Antoine Marcel

Antoine Marcel est un ermite : dessin d'ermitage taoïste

Antoine Marcel (né en 1949) est un fin connaisseur des cultures asiatiques, notamment le taoïsme chinois et les bouddhismes chan chinois et zen japonais. S'il a reçu le zen de Jacques Brosse, il y a aussi chez lui la filiation de cœur et d’esprit avec le beat-zen : Jack Kérouac et surtout Gary Snyder ; mais aussi le méditant-poète Kenneth White.

Après avoir beaucoup voyagé, créé des bonsaï ainsi que des jardins d'influence extrême-orientale, il est désormais retiré au creux boisé de quelque vallon du Massif central où vivant en ermite-lettré, il s'adonne à l’étude, la méditation, la marche et l'écriture, tout en « portant de l'eau et coupant du bois ».

Il ne semble pas y avoir de photo publique d'Antoine Marcel. Un signe parmi d'autres de quelqu'un qui pratiquerait authentiquement « effacer les traces » ?

 

Lignée Taisen Deshimaru

 

Quelques ouvrages

Quelques extraits

• Changer le monde

Dans la tradition orientale, l'homme, dit-on, avant de songer à changer le monde pense à se changer lui-même. Mais ne s'agit-il pas de la même chose ?

page(s) 7
• Absurde d’opposer l’homme à la nature

À écouter, à lire les politiques, ceux qui savent, et même bien souvent parmi eux les écologistes, je vois que la pensée occidentale humaniste persiste à opposer l'homme à la nature. Voilà qui est non seulement absurde mais chaque jour plus insupportable, dès lors que l'on discerne combien c'est précisément cette pensée qui nous a fourvoyés et menés là où nous sommes.

Héritière d'une tradition dualiste opposant le corps et l'esprit, celle-ci continue d'aborder la crise contemporaine en la pensant de l'intérieur du même paradigme qui veut qu'il y ait d'un côté l'homme et de l'autre son environnement : voilà qui ne tient plus.

▶ _LIGNES DE DONNÉES_:
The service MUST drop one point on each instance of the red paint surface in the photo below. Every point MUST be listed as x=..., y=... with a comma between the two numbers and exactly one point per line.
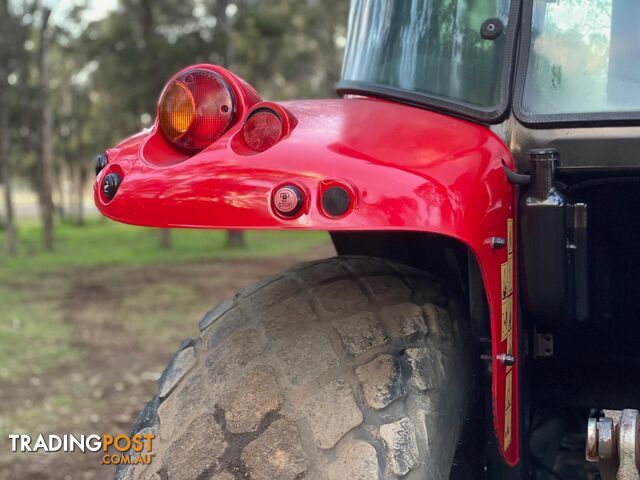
x=408, y=169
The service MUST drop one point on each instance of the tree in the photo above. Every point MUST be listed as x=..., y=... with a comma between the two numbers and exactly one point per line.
x=5, y=132
x=45, y=158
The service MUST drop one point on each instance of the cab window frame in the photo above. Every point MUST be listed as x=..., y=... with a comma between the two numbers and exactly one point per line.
x=555, y=120
x=489, y=115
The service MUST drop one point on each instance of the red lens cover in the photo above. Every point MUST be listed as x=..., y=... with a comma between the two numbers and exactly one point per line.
x=214, y=108
x=263, y=129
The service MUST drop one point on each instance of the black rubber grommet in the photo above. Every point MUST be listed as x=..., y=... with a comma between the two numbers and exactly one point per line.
x=101, y=162
x=335, y=201
x=491, y=28
x=110, y=185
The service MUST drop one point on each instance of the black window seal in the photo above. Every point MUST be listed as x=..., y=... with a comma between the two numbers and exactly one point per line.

▶ _TÂCHES À RÉALISER_:
1. Extrayez du texte consacré à Antoine Marcel le passage qui commence par « Quelques ouvrages » et se poursuit jusqu'à « ne tient plus. ».
2. Rédigez la suite du texte sur Antoine Marcel, en reprenant après sa dernière phrase.
Les lignes de données forment un matériau indépendant du texte.

▶ _RÉPONSES PAR TÂCHE_:
1.
Quelques ouvrages

Quelques extraits

• Changer le monde

Dans la tradition orientale, l'homme, dit-on, avant de songer à changer le monde pense à se changer lui-même. Mais ne s'agit-il pas de la même chose ?

page(s) 7
• Absurde d’opposer l’homme à la nature

À écouter, à lire les politiques, ceux qui savent, et même bien souvent parmi eux les écologistes, je vois que la pensée occidentale humaniste persiste à opposer l'homme à la nature. Voilà qui est non seulement absurde mais chaque jour plus insupportable, dès lors que l'on discerne combien c'est précisément cette pensée qui nous a fourvoyés et menés là où nous sommes.

Héritière d'une tradition dualiste opposant le corps et l'esprit, celle-ci continue d'aborder la crise contemporaine en la pensant de l'intérieur du même paradigme qui veut qu'il y ait d'un côté l'homme et de l'autre son environnement : voilà qui ne tient plus.

2.
page(s) 9
• Écrire, planter des arbres

Si je vis à l'écart du monde, dans l'anonymat, ce n'est pas pour être découvert, c'est pourquoi ma vie dans les monts me va bien. Écrire, planter des arbres, procèdent d'une même métaphysique. En ce monde délabré où tout passe et va à sa perte, témoigner de ce qui ne passe pas, n'est-ce pas important ?

page(s) 51
• Une réalité ne dépendant d'aucun discours

[L]e véritable contenu de l'enseignement bouddhique concerne une réalité avant tout intérieure, sans forme, et ne dépendant d'aucun discours. […]

Si le bouddhisme, maintenant dans son troisième millénaire, est resté vivant, cela est dû, d'une part au fait que son enseignement concerne une nature humaine inchangée, d'autre part que celui-ci est avant tout d'ordre incitatif, et ne constitue pas à proprement parler une révélation. Ce que celui-ci désigne, c'est à chacun de le découvrir par lui-même.

page(s) 10
• Retour à l’informe

Les mutations profondes semblent parfois nécessiter le préliminaire d’un retour à l’informe, c’est la loi de la métamorphose. Cesser de se raser ou couper ses cheveux, se couvrir de vieux habits ou revêtir une robe de loques sont les signes d’une mort à l’ancienne image que l’on avait de soi-même et qu’on voulait donner aux autres. Loin de la société des hommes, pour un temps, on s’exonère de leur approbation. Sans le miroir du regard d’autrui, il est plus facile de changer. On est seul face à soi-même, disponible.

page(s) 24
• « Un mont, si haut qu’il soit, craint un homme lent »

Sagesse et détermination font plus que force ni que rage. Pour qui est déterminé, le temps ne compte pas. Si haute que soit la montagne, si loin que soit le but, celui-ci l'atteindra. Mais si la montagne craint l'homme lent, c'est aussi qu'il y a dans l'homme lent quelque chose de plus grand encore que la montagne.

Un autre proverbe dit : « Celui qui se hâte ne sait pas, celui qui sait ne se hâte pas ».

page(s) 17
• Générosité au-delà du mérite

Dāna [la générosité], en réalité, fonde la vertu d'un altruisme qui dépasse de loin l'idée de rétribution du mérite. Le don matériel ou spirituel, dans les civilisations d'Extrême-Orient qui pratiquent l'idéal d'humanité confucéen (le ren), l'esprit de non-agir taoïste (chin. wuwei), comme l'esprit de non-profit bouddhiste (jap. mushotoku), sont souvent cachés.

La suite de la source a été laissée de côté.